### TEXTE SOURCE

Je regrette par ailleurs que l'Agence nationale pour la recherche (ANR) subisse cette année une baisse de 1,6 % de ses crédits, après une réduction de 8,1 % en 2011. Pourtant, le Gouvernement en avait fait le « fer de lance » de la politique de la recherche. Comme l'ANR est le principal opérateur des « investissements d'avenir » relevant du ministère de l'enseignement supérieur et de la recherche, la question de l'absorption de ses nouvelles missions au titre du « grand emprunt » se trouve posée.
S'agissant justement du plan « investissements d'avenir », dont le Gouvernement est tenté de fondre les crédits avec ceux de la MIRES, afin d'augmenter l'enveloppe de cette dernière, il octroie presque 22 de ses 35 milliards d'euros de financement à l'enseignement supérieur et à la recherche. Une première phase d'appels à projets a été lancée en juin 2010 et la deuxième a été publiée en juin dernier. 220 projets ont été sélectionnés pour l'heure, pour une enveloppe « recherche » de 9,6 milliards d'ici 2020.

### DONNÉES SOURCES
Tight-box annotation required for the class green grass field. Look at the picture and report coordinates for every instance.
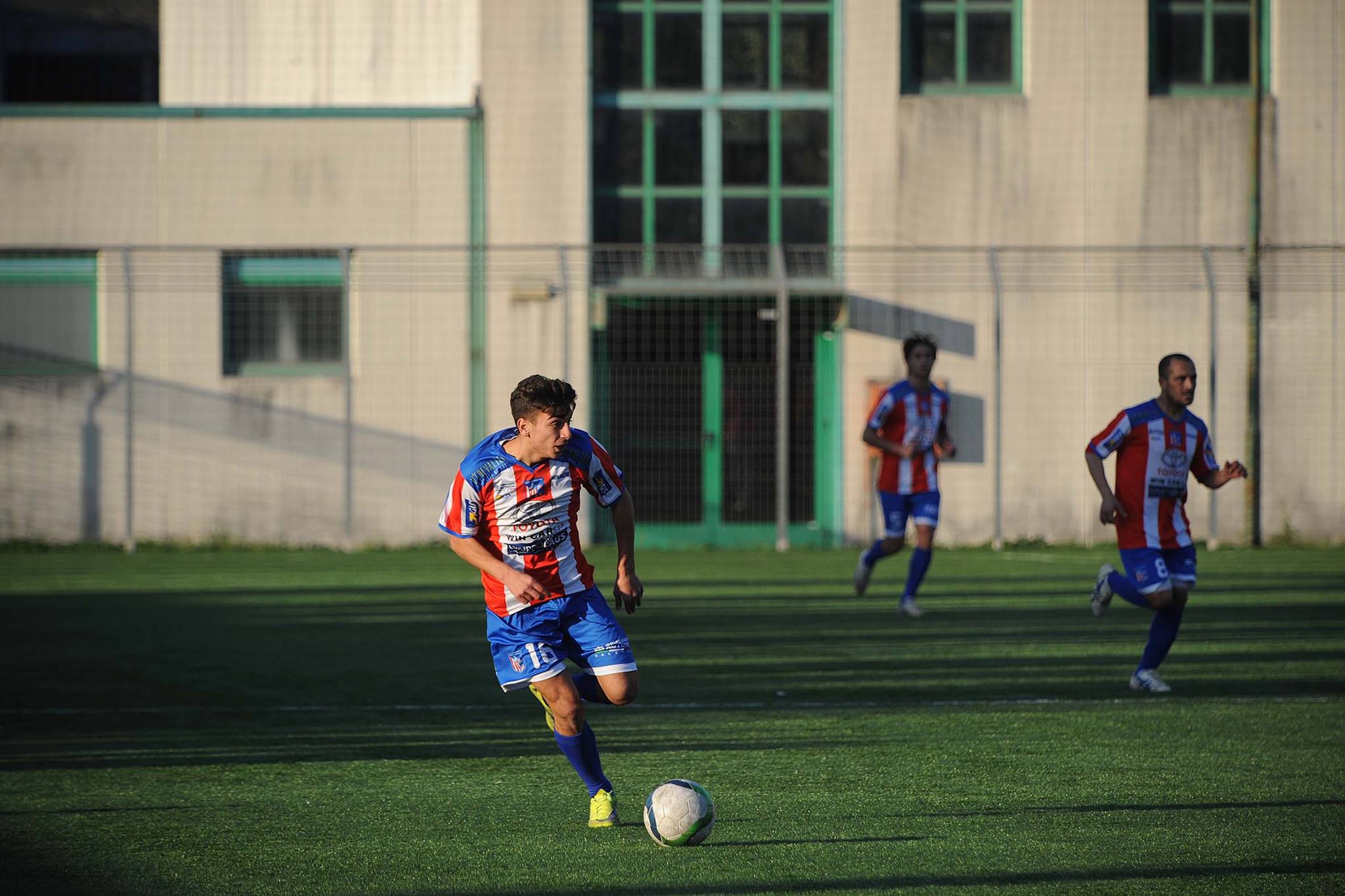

### CONSIGNE 1
D'après le texte sur le financement de la recherche, de quel pourcentage les crédits de l'ANR ont-ils été réduits en 2011 ?
### CONSIGNE 2
Recopiez fidèlement le passage du texte sur le financement de la recherche allant de « Je regrette par » jusqu'à « se trouve posée. ».
### CONSIGNE 3
Poursuivez la rédaction du texte sur le financement de la recherche à la suite de sa dernière phrase.
Les données forment un ensemble distinct du texte sur le financement de la recherche.

### RÉPONSE 1
De 8,1 %.

### RÉPONSE 2
Je regrette par ailleurs que l'Agence nationale pour la recherche (ANR) subisse cette année une baisse de 1,6 % de ses crédits, après une réduction de 8,1 % en 2011. Pourtant, le Gouvernement en avait fait le « fer de lance » de la politique de la recherche. Comme l'ANR est le principal opérateur des « investissements d'avenir » relevant du ministère de l'enseignement supérieur et de la recherche, la question de l'absorption de ses nouvelles missions au titre du « grand emprunt » se trouve posée.

### RÉPONSE 3
Il faut remarquer cependant que l'utilisation de ces crédits échappe pour partie à l'examen parlementaire et fait preuve d'une faible lisibilité. L'attribution de ces crédits laisse à penser qu'ils ont souvent été détournés de leur but initial de soutien aux innovations de rupture, participant davantage au financement de politiques en cours. Leur montant est ainsi à relativiser dans la mesure où ils sont compensés par une réduction des crédits destinés aux organismes de recherche participant aux projets d'avenir. Par ailleurs, les crédits alloués par le « grand emprunt » ne sont pas du même intérêt pour leurs utilisateurs finaux selon qu'ils sont « consomptibles » ou non.
J'en viens à présent au CIR. Michel Houel et moi-même n'en discutons pas les vertus. La part prise par ce crédit d'impôt et les dérives importantes constatées invitent néanmoins à un recadrage du dispositif permettant sa meilleure maitrise, son inscription cohérente dans une politique plus globale de soutien à la recherche, et une priorité donnée aux très petites entreprises (TPE), aux petites et moyennes entreprises (PME) et à l'emploi.
Première dépense fiscale de l'État, le coût du CIR ne cesse d'augmenter, passant de 1,68 milliards d'euros en 2007 à 5,27 milliards pour 2012. Sur la période 2008-2011, cela représente 70 % des dépenses fiscales de la MIRES ! Lorsque l'on met ces chiffres en relation avec la baisse des subventions aux grands organismes de recherche, on peut se demander si une utilisation plus équilibrée de cet argent public pourrait être faite.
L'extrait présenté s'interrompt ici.